> [Record extracts]:
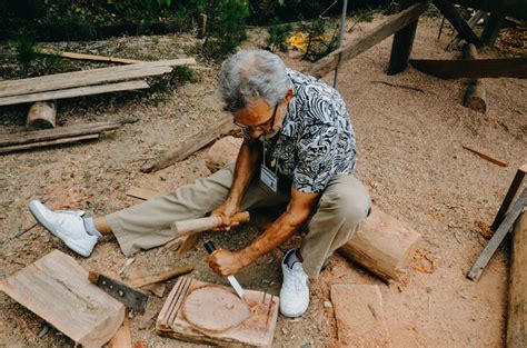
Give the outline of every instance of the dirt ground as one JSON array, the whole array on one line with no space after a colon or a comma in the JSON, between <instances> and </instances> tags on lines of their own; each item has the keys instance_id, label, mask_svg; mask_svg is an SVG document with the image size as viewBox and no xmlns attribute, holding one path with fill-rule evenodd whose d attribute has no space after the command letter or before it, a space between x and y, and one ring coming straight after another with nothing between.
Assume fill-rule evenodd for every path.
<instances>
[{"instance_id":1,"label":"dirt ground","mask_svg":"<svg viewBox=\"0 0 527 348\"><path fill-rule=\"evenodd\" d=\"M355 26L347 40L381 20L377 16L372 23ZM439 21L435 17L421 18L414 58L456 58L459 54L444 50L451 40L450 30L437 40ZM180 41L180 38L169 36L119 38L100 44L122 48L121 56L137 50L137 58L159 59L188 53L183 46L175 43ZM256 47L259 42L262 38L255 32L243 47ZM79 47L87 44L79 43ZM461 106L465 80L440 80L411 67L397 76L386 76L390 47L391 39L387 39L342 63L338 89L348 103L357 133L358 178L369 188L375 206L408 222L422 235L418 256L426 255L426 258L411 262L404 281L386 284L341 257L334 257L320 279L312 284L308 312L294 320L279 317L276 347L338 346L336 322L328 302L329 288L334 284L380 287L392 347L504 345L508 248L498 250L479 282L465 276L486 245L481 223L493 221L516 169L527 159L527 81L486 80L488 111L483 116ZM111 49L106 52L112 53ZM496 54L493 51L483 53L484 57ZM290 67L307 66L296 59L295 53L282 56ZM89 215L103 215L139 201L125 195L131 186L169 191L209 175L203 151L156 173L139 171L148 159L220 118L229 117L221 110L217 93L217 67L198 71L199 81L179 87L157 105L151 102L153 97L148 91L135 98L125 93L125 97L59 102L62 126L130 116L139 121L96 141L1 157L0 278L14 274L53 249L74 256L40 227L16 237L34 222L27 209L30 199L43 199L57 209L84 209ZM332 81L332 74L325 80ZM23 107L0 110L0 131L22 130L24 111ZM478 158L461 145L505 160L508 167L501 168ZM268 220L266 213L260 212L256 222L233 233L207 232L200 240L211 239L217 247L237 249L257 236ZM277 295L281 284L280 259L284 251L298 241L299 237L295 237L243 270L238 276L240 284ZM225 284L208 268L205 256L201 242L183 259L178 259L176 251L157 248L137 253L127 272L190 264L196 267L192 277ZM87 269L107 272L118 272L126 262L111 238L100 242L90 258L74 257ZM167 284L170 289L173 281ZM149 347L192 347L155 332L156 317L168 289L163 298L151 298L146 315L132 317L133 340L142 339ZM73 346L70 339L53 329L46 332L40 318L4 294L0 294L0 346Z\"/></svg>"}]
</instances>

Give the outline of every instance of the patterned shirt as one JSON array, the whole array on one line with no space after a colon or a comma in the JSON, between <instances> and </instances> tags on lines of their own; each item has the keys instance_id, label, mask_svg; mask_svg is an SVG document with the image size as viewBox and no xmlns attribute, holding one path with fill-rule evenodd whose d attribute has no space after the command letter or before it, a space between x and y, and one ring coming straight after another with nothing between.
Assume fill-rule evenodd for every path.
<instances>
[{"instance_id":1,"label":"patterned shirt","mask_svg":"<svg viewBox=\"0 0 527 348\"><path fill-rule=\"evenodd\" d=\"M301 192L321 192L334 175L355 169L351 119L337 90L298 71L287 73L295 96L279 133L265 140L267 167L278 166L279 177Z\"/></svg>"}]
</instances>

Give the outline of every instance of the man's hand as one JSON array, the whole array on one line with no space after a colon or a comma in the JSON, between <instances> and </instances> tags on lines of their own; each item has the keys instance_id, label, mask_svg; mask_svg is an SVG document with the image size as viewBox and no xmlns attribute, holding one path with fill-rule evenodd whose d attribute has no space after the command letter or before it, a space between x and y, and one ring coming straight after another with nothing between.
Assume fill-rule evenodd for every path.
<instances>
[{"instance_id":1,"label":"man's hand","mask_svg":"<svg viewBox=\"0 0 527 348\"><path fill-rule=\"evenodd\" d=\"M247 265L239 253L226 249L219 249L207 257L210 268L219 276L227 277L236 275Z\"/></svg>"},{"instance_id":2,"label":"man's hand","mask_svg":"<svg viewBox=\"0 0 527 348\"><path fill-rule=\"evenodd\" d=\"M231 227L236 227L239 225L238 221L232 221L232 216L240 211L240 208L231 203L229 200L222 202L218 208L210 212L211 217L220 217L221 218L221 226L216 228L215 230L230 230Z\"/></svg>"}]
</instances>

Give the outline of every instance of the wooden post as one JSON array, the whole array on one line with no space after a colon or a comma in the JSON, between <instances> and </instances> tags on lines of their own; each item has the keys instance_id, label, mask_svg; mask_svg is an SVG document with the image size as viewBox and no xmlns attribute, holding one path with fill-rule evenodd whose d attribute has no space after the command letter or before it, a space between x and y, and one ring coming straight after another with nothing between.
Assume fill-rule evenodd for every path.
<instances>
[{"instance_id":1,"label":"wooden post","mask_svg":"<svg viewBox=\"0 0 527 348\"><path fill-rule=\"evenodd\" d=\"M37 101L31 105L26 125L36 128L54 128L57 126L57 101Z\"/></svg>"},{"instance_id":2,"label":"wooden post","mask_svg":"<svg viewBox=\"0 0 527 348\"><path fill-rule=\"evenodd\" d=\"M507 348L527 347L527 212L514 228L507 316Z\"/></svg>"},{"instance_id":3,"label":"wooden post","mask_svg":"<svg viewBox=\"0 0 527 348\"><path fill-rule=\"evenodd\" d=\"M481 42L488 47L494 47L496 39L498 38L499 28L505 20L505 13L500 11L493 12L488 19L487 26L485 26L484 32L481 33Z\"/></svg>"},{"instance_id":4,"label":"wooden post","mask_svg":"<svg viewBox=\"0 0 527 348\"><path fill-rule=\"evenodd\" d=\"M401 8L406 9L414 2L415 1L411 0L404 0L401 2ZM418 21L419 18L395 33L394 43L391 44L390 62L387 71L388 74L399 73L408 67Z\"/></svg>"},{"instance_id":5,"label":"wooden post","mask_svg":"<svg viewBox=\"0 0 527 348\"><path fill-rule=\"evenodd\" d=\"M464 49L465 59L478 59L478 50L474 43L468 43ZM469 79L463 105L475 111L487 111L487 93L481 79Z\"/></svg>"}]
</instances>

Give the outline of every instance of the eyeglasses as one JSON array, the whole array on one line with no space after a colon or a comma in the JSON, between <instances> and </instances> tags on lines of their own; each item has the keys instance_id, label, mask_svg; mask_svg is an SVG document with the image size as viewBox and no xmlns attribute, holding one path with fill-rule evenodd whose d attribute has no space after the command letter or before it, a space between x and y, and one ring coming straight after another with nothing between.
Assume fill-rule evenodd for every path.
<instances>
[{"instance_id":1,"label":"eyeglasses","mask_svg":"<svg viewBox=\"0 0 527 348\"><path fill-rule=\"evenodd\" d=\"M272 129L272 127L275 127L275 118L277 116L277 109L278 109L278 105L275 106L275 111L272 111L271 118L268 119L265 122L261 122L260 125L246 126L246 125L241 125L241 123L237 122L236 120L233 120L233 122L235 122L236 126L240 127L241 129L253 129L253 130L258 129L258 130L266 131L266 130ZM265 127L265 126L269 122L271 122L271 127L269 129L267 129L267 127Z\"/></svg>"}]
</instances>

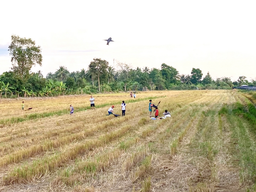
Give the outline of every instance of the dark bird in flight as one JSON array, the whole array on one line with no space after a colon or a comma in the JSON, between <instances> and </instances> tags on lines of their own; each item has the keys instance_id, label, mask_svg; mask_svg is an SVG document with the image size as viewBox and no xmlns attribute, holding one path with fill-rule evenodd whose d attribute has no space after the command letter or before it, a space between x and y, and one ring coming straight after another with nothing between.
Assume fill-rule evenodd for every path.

> [Task goal]: Quote every line from the line containing "Give the outline of every instance of the dark" through the closing line of the listing, including both.

> [Task result]:
Give the outline of every instance of the dark bird in flight as one JSON array, the whole array on one line with no space after a colon or a comma in the JSON, between <instances> and </instances> tags on lines of their own; each item has the keys instance_id, label, mask_svg; mask_svg is an SVG document with the image size as viewBox and no xmlns attribute, holding one path with fill-rule evenodd whose d attribute has no space after the command letter or before it, a space between x and y, and one ring coming straight after another with nothing between.
Assume fill-rule evenodd for every path.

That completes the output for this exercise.